Data items
◇ ◇ ◇ ◇

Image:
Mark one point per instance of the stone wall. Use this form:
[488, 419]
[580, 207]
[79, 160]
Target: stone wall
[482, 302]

◇ ◇ ◇ ◇

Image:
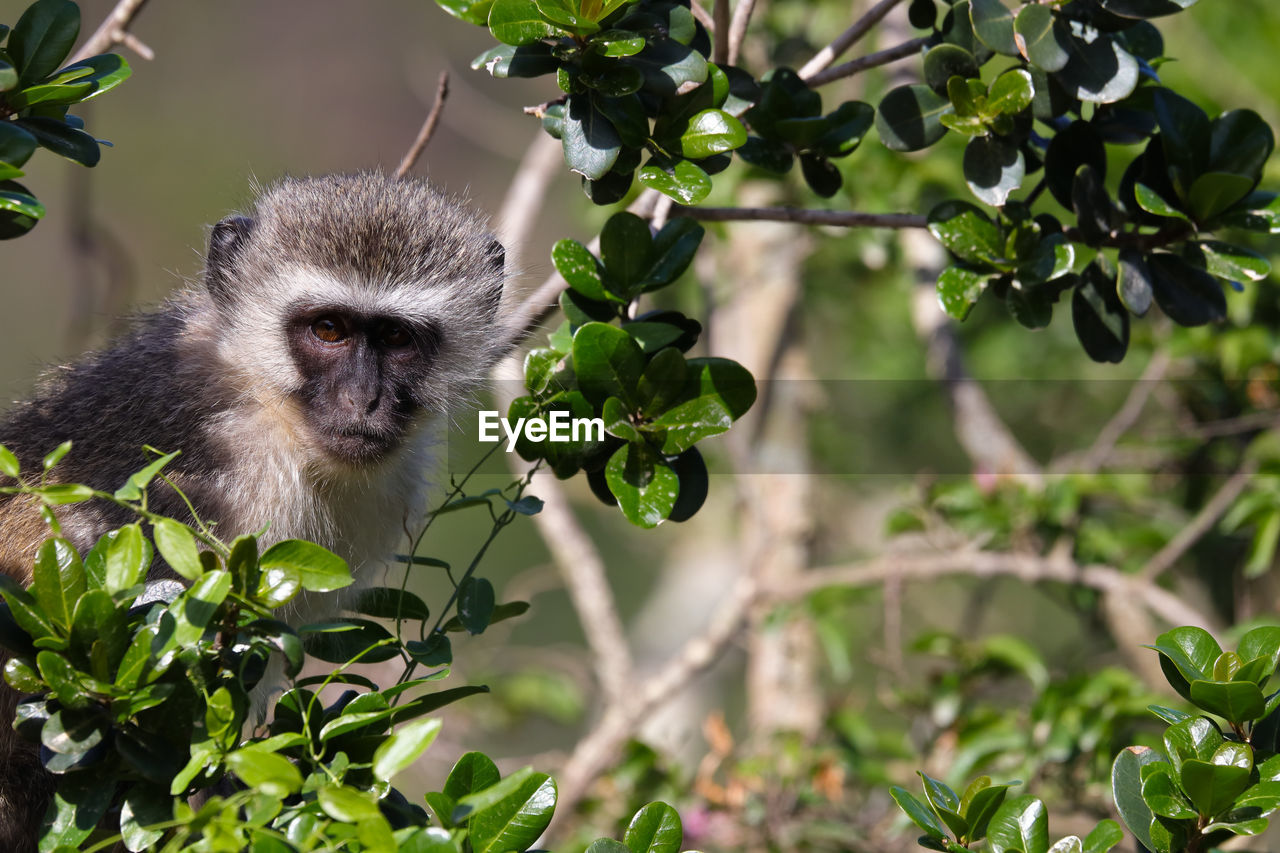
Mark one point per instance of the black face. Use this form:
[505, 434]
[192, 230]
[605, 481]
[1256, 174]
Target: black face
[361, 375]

◇ ◇ ◇ ◇

### What is being asked
Across the data, find each line that has "this" in it and copy that line.

### Answer space
Mark one point per instance of the stone wall. Use this form:
Mark one point per instance of the black face. Use this form:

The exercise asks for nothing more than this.